Input data »
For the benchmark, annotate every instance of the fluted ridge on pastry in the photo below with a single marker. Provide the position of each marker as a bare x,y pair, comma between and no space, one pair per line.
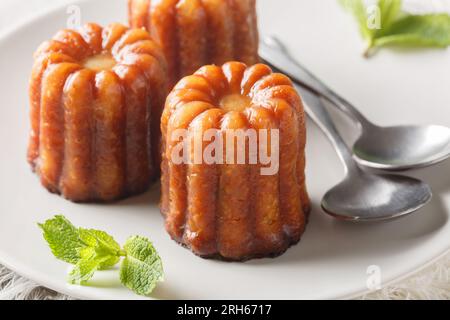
194,33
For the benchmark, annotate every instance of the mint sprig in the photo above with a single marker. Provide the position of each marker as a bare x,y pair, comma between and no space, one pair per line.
92,250
398,28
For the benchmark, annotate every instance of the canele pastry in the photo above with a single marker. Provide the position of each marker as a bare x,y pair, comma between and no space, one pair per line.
194,33
96,100
232,211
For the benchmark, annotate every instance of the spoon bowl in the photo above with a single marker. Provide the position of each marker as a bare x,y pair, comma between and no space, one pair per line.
363,197
402,147
393,149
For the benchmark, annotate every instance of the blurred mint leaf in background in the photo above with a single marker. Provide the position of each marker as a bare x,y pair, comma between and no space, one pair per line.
398,28
142,268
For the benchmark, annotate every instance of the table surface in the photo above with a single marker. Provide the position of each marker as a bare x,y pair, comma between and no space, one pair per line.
431,283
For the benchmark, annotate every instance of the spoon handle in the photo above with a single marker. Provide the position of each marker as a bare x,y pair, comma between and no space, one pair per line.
316,110
275,53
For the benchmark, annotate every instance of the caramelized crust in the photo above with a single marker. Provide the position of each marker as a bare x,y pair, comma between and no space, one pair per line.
194,33
229,210
96,100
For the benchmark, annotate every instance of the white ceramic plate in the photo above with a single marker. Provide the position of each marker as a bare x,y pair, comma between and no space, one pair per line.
333,258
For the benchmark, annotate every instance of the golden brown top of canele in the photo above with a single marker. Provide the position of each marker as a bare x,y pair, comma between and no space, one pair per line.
253,97
102,49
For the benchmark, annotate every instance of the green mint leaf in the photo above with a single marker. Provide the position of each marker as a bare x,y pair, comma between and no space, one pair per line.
100,244
62,238
359,11
142,268
432,30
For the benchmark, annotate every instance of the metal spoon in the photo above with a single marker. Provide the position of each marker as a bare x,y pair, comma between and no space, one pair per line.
363,196
389,148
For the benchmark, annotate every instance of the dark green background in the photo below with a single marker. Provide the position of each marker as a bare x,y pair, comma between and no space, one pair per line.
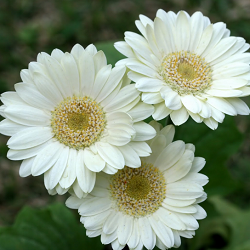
28,27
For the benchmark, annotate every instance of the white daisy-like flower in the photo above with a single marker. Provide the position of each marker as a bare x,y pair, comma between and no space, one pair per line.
186,66
148,206
72,116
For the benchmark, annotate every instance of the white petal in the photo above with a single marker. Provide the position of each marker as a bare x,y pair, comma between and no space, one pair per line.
56,172
170,155
73,202
112,82
94,206
182,32
124,49
87,73
47,88
93,161
11,98
162,231
77,51
222,105
218,30
200,214
184,190
30,137
141,148
141,111
71,72
124,229
91,49
26,153
130,156
111,223
151,98
27,115
85,177
69,174
100,80
190,222
211,123
95,222
100,60
32,96
111,155
172,99
197,26
191,103
46,158
179,116
201,179
179,203
149,84
181,168
57,75
157,144
224,93
9,128
25,168
123,98
164,36
198,164
240,106
161,111
205,40
142,69
147,234
230,83
170,219
143,131
224,45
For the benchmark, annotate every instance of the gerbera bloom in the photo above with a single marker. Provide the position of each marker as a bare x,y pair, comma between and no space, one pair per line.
151,205
72,116
187,66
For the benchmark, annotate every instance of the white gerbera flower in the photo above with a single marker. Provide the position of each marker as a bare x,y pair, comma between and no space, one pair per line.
187,66
151,205
72,116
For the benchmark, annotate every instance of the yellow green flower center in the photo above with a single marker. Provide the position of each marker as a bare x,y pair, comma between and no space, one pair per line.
138,192
186,73
78,122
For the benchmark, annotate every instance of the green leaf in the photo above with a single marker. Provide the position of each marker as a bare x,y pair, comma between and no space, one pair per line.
227,229
111,53
52,228
216,146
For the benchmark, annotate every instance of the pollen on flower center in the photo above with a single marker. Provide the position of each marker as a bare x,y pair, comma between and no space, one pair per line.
138,187
78,122
186,72
138,192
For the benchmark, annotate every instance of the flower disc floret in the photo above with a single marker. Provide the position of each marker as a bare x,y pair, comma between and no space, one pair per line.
152,205
138,192
186,73
78,122
186,66
73,116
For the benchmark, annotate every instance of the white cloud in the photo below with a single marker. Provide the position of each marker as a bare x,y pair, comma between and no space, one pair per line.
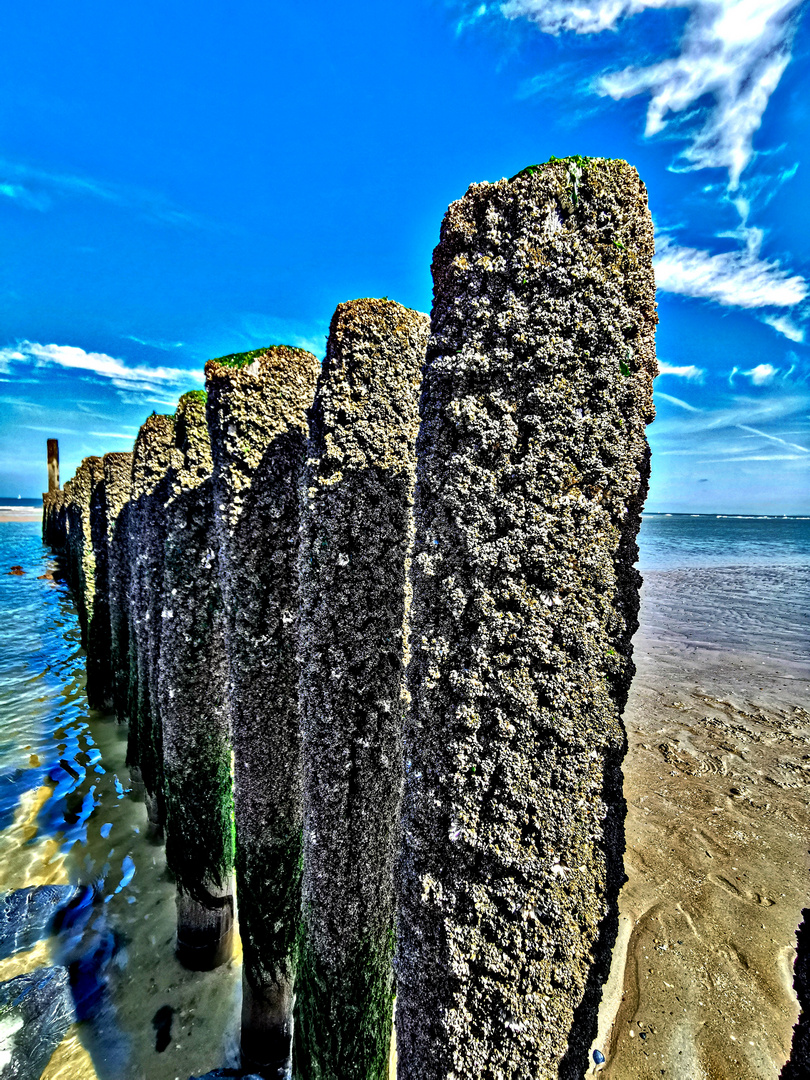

Work required »
Rewrite every item, replacing "single marker" with "single dot" wherever it occurs and changing nothing else. Omit the pictures.

Result of the task »
For the benchmark, annotate every instance of the fluted ridge on pastry in the photo below with a single dot. Provide the position of each marker as a bare x,y pair, comma between and no space, one pair per line.
194,33
For the benchmark, annotate every instance of the mint sprig in the photo above with a single dot. Provide the position of each marker as a bare x,y pair, comma between and no space, one pair per line.
92,250
398,28
For the benchmark, annotate every instance of the canele pastry in the photo above with a single dot. Provide the position of each marker as a bare x,y pair, comma between and no space, one pair per line.
194,33
96,100
232,211
For the benchmark, annotate every instance of the spoon bowl in the photo above with a single dot. Provide the position of each marker as a bare x,y pair, comma between and no space, one pair per line.
363,197
402,147
393,149
For the benchmark, annotate every instance of the blurred mint leaf in background in the photo above with a single dot. Provide the position of each marker as a bare x,y pair, comma between and no space, one pair per line.
398,28
142,268
For the benchmark, annotate every instance of the table surface in the photo above with a single dot. Provide the position of each marker as a bare x,y pair, comma between and no space, one pair per line.
431,283
For the benchmark, annotate every instance of the spoon handle in the photo above with a single dot. Provide the position of each marker as a bare x,y pair, comma between and no space, one pair per line.
316,110
275,53
For the benchmark, annotate every instance of the caramelized crust in the photo above with a single dot. Provide the position of each marker as a bare x,y pair, comma between and no space, one pair per line.
194,33
229,210
96,100
For the benchmark, annotate every instance of the white ceramic plate in the photo above with a single dot. Provide the position of each marker as a bare x,y pair, comma between and no space, one pair per line.
333,258
For the benchmark, annotate every instance of the golden brown top of canele in the photo above with a single dot. Provide the position of each marker as a bare x,y pair, comma between and no space, one pair per line.
253,97
102,49
For the benchmark, annotate every instance of the green mint leaf in the photo above with a single dot. Provide the position of each marker as a bare x,y pair, comma between and no space, one pair per line.
100,244
62,238
359,11
142,268
432,30
For the benchmark, annotate every instance of the metal spoon in the photo above with a single dot. Provide the position of each marker as a bare x,y pair, comma between and no space, one pair per line.
363,196
389,148
For the benchmark, annotate every instance of the dark green background in the photo below with a single dot. Provide the position of each marker as a bare x,y pair, comma between and no space, one pair per line.
28,27
For the benchmark, annotate every instance of the white daisy-like flower in the photo above with a single dot. Provide the position of each marker as a bare x,y pair, comma between and no space, one pair per line.
186,66
148,206
72,116
For the benchmark, annotate every instance of the white petal in the photo above with a single dot. Provide the position of each marker as a bare x,y pair, comma between and no space, one pair per line.
56,172
170,155
73,202
112,82
94,206
182,32
124,49
87,73
47,88
93,161
11,98
162,231
77,51
222,105
218,30
200,214
184,190
30,137
141,148
141,111
71,72
124,229
91,49
26,153
130,156
111,223
151,98
27,115
85,177
69,174
100,80
190,222
211,123
95,222
100,60
32,96
111,155
172,99
197,26
191,103
46,158
179,116
201,179
179,203
149,84
181,168
57,75
157,144
224,93
9,128
25,168
123,98
164,36
198,164
240,106
161,111
205,40
142,69
147,234
230,83
170,219
143,131
224,45
For the benchmark, annotate every instance of the gerbera bloom in the photo above with a single dot. Provide the position of each marker as a bare x,y pair, comma between and no space, one pair per line.
151,205
72,116
187,66
For the benchmark, annotate every instance of the white gerbera flower in the photo above with a single dot. Provide the position of each marker as a bare x,y pair, comma between and no space, one pair per line.
187,66
151,205
72,116
For the benchmark, annotate every instance of the yellow green flower center in the photo above with a single dot. Provide the position of each marker as a bare x,y pair, comma between and no space, one pair per line.
138,192
186,73
78,122
For the benchmark, annotate every instance of the green leaf in the photo above with a single dot. Provide the position of each marker as a bare x,y pair, comma between and no space, one pair per line.
227,229
111,53
52,228
216,146
For the benchmark, annotate every instance of the pollen on flower center in the photo above with a single dot. Provide the position of each marker as a bare x,y pair, comma between and no space, one pair per line.
138,187
78,122
186,72
138,192
For the benchmark, annotate every instance of the flower disc floret in the photo above with a single dot. Provide the position of each marker as a bare x,y pair, comma between and no space, one pair per line.
152,205
138,192
186,73
78,122
186,66
73,116
For the benchmark, annotate every instance of the white cloud in the photo below with a single dot. Provide the position of each marker as a bare x,y pair, comma between and no space, one pair per line.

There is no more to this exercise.